| Exercise |
Could you copy out the part of the listing that opens with the line containing "In each <instance>" and closes with the line containing "box: [746, 603, 974, 722]", both of those lines included, and nothing else?

[Opening Source data section]

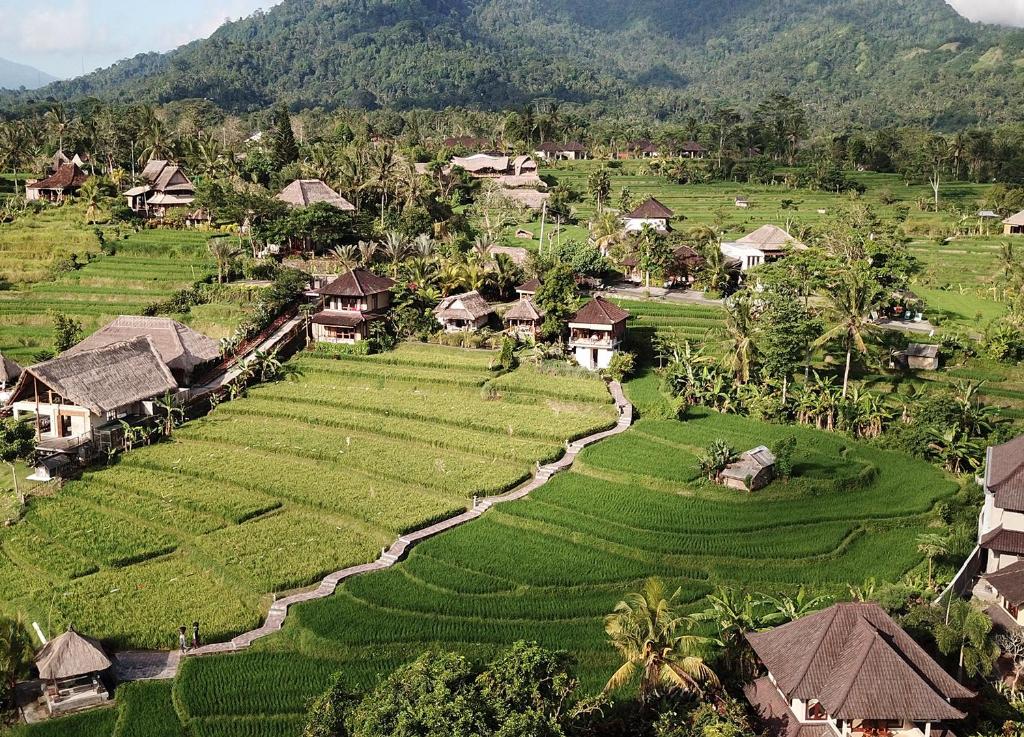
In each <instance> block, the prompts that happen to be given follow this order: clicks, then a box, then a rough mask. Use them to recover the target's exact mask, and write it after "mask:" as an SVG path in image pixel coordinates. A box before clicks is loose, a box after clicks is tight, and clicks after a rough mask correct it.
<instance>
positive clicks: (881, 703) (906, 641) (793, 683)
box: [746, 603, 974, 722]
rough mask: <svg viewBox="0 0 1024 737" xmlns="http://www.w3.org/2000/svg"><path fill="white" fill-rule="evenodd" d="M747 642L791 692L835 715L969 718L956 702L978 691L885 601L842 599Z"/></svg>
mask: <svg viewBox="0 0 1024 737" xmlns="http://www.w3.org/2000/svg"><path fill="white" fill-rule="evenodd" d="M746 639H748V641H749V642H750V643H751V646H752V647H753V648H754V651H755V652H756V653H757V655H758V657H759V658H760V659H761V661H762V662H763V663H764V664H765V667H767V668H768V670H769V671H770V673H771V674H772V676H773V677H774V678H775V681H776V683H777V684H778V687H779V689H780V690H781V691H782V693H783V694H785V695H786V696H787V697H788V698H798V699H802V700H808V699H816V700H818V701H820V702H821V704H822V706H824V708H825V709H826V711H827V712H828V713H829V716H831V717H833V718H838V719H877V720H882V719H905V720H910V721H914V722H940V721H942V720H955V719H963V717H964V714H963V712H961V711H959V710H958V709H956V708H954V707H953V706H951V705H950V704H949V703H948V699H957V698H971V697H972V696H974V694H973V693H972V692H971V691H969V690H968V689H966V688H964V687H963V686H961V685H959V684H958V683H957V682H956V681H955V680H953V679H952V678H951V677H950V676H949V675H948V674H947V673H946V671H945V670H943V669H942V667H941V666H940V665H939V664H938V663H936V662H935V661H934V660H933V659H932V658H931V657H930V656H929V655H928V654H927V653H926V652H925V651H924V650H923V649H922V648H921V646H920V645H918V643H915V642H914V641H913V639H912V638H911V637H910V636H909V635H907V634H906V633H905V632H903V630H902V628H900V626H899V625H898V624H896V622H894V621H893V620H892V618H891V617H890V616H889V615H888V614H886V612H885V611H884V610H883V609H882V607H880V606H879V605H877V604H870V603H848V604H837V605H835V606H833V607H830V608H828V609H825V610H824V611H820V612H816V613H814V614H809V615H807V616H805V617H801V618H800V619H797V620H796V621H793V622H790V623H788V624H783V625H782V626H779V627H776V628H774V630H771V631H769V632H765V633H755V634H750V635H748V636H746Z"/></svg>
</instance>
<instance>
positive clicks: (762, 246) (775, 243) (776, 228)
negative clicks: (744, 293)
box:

[Closing Source data section]
[Opening Source data section]

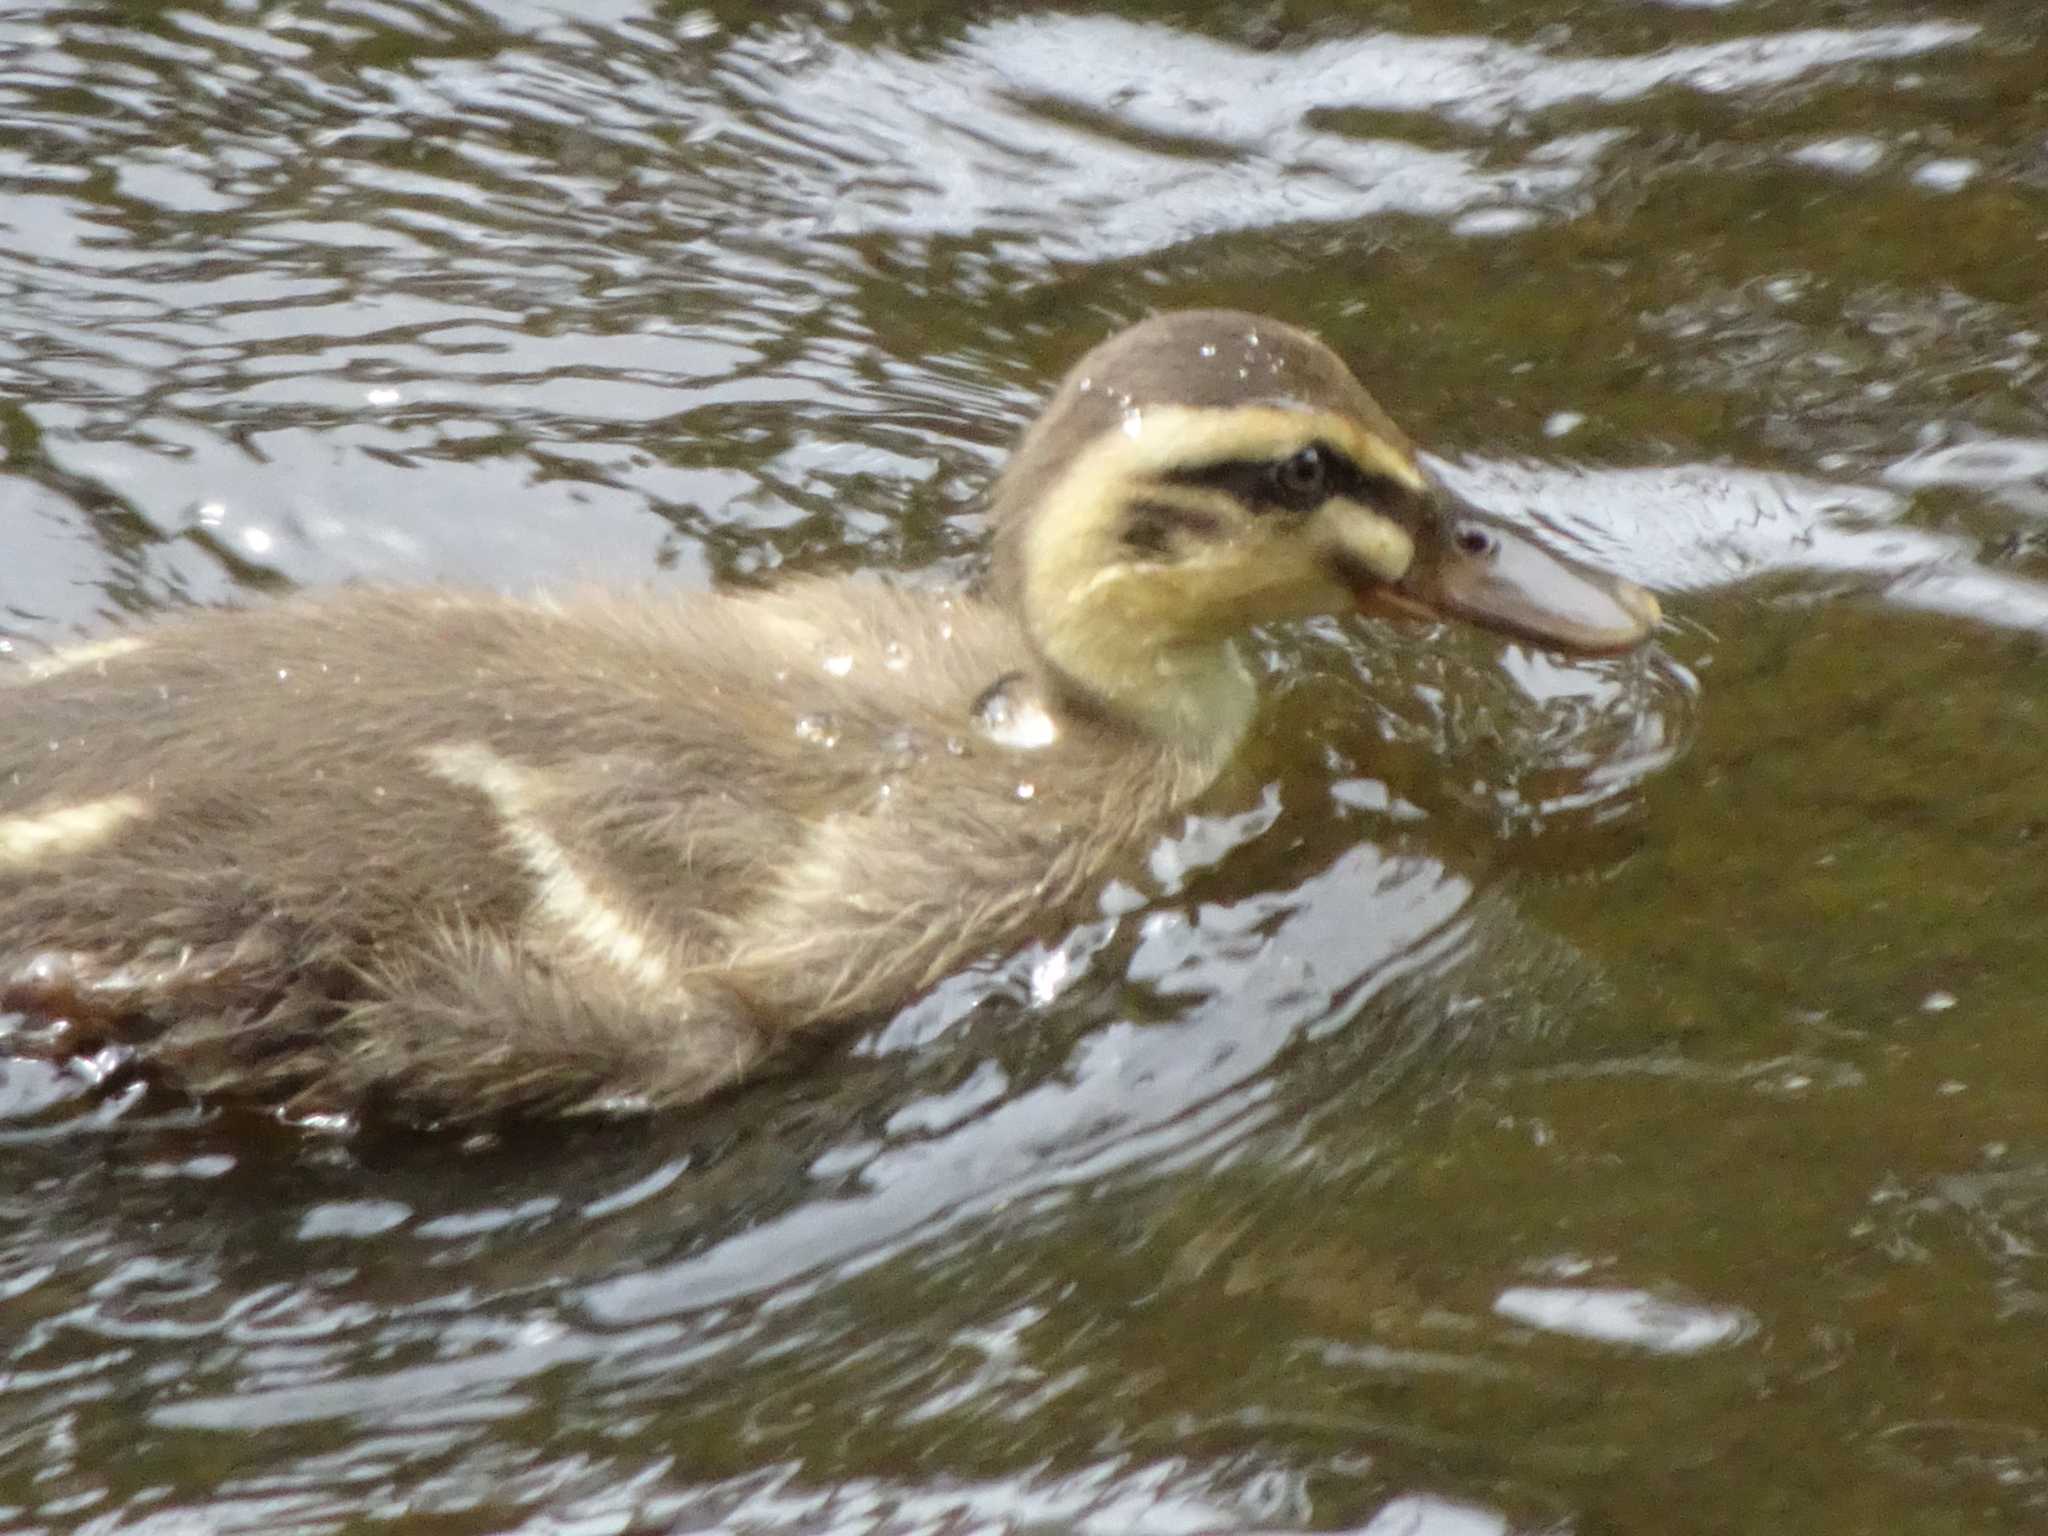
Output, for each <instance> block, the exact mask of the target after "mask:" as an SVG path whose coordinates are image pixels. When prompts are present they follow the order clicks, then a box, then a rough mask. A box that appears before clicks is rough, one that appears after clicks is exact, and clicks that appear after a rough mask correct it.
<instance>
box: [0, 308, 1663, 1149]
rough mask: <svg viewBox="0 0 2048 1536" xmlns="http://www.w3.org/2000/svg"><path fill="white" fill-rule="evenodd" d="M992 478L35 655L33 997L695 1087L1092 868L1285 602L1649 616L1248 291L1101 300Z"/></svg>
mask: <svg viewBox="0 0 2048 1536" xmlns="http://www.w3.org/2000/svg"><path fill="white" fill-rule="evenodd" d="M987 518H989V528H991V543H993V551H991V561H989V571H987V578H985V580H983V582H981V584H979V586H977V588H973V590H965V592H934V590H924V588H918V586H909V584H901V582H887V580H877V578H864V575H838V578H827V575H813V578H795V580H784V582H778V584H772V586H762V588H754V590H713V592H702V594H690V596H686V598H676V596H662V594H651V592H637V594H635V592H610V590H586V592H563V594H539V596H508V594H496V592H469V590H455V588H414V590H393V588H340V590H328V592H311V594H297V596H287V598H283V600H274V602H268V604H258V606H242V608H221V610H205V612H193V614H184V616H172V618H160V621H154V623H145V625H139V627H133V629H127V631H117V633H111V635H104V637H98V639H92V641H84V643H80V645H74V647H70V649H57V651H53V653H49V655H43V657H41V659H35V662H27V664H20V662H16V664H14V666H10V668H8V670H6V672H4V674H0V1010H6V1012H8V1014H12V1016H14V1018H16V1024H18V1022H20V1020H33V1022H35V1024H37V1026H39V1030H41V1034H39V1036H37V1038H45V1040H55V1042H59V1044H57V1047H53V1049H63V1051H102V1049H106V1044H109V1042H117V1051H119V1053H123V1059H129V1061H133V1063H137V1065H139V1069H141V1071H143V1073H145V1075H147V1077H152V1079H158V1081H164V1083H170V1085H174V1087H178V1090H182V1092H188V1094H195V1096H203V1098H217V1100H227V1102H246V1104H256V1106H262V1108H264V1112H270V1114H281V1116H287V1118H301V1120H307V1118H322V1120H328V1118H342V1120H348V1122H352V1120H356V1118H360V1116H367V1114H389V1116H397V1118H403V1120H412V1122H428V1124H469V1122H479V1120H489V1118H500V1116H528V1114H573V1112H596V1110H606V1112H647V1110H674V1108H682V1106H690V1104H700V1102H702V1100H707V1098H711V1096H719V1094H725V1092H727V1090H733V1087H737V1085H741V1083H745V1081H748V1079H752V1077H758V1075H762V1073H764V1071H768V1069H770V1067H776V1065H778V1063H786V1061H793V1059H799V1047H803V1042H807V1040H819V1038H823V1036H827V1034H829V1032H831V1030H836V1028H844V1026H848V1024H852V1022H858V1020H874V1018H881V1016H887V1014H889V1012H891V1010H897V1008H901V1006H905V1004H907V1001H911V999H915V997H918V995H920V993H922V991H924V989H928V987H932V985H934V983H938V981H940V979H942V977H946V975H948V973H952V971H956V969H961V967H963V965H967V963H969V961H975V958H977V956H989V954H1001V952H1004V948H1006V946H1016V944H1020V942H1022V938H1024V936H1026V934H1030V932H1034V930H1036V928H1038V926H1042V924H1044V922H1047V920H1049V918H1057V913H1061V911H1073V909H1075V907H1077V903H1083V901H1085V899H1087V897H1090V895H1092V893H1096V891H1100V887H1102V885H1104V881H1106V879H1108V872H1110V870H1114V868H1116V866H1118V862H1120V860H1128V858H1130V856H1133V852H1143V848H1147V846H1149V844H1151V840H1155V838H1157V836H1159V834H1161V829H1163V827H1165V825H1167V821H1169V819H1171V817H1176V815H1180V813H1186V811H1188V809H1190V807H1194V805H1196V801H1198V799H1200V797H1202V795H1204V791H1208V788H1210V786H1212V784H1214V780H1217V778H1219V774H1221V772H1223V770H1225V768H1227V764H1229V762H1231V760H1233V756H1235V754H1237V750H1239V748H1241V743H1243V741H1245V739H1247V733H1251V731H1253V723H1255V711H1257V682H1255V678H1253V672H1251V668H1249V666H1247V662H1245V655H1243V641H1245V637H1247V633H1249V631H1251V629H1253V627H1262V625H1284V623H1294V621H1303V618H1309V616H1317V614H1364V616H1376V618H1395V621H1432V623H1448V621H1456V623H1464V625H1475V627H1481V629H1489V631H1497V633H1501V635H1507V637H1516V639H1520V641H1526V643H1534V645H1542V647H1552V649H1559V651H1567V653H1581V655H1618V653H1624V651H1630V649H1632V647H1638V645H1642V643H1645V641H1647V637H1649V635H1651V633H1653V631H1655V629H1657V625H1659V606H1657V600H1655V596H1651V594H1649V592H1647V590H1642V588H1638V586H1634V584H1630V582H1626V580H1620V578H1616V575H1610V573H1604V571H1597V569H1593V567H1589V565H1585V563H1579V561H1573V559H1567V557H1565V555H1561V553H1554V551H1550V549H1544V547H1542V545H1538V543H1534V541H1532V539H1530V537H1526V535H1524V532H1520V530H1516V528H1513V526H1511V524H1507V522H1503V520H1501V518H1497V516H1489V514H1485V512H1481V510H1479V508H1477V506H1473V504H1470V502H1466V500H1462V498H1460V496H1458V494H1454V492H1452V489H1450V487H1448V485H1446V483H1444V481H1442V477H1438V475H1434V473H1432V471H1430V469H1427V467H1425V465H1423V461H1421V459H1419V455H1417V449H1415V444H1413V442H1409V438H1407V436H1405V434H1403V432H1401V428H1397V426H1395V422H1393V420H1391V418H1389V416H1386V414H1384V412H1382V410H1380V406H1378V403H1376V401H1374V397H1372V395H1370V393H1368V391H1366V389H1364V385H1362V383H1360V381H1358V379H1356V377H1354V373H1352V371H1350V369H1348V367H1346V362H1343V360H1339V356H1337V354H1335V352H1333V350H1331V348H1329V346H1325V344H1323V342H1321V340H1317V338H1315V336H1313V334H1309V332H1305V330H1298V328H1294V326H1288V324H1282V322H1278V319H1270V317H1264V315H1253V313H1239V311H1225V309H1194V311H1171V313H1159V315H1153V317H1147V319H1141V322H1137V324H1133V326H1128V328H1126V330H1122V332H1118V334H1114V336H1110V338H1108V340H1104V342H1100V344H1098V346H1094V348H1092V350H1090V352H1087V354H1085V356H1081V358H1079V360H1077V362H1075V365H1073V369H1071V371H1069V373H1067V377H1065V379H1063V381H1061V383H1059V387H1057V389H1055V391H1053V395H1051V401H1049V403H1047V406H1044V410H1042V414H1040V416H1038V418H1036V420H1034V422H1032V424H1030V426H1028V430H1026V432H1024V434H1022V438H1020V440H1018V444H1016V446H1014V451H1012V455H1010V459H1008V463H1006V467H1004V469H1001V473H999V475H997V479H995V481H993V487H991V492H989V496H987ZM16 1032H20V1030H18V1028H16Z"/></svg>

[Closing Source data section]

| Solution to this task |
In each <instance> block, the prompts that happen to be given follow this order: clicks, then a box, then a rough mask. Use them to recover the target's exact mask, and write it after "mask:" as an SVG path in image pixel coordinates. A box before clicks is loose, a box after clicks is tight, and clicks after a rough mask correct it.
<instance>
positive clicks: (881, 703) (906, 641) (793, 683)
box: [746, 603, 974, 722]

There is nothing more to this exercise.